▶ [THE TASK]:
Reproduce only the material from the line that has "Reviewer note: verify that every instance of the green" through the line that has "<point>400,96</point>", keeping the request lines as well. Multiply every coordinate in the answer points by 0.6 and round each to a whole number, rounding halves up.

▶ [GIVEN RECORDS]:
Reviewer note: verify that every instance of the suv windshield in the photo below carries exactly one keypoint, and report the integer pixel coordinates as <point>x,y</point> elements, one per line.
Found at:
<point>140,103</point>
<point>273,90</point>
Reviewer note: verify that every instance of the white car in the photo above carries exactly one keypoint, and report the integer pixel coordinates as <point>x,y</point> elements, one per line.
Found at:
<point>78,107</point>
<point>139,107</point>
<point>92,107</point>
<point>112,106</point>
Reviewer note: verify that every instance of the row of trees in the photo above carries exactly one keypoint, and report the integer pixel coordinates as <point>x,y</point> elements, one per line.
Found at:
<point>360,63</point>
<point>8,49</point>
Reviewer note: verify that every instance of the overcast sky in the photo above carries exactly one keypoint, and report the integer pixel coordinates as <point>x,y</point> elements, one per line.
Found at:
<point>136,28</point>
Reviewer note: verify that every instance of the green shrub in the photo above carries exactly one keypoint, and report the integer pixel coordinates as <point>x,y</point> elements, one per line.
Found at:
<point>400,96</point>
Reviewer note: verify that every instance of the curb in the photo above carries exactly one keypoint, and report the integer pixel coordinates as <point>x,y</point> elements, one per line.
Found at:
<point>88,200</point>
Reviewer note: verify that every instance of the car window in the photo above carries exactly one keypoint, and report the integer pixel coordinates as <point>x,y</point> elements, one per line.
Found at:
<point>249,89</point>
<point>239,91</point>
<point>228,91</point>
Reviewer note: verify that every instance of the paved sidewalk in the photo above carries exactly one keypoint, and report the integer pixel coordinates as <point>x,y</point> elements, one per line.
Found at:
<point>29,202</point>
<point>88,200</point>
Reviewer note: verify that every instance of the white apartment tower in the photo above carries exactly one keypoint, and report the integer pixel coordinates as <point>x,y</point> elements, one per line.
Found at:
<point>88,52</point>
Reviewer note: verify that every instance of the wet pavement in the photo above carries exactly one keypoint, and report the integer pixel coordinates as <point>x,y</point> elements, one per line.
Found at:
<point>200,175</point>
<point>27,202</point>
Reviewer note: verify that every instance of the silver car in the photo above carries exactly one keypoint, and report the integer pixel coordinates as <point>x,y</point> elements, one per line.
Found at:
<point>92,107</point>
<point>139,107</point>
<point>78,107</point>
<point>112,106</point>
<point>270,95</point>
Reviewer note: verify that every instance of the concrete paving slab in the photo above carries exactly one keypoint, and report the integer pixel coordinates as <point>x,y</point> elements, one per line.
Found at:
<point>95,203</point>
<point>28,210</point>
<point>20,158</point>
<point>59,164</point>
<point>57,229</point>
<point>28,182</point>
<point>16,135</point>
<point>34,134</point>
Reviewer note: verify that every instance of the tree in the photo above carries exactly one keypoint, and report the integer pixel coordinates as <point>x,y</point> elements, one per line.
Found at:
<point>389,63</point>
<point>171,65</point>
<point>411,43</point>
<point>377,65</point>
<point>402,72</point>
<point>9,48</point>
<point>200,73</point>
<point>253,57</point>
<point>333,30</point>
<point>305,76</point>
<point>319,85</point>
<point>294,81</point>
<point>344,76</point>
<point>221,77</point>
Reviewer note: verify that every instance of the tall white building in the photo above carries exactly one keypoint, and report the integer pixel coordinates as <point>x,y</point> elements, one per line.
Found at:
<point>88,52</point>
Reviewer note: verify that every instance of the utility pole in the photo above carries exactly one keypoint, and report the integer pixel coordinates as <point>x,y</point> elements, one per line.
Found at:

▶ [ANSWER BELOW]:
Reviewer note: verify that every instance of the green shrub in the photo above carries exactly one keypoint, and report the integer pixel coordinates as <point>x,y</point> elements, one per line.
Found at:
<point>240,58</point>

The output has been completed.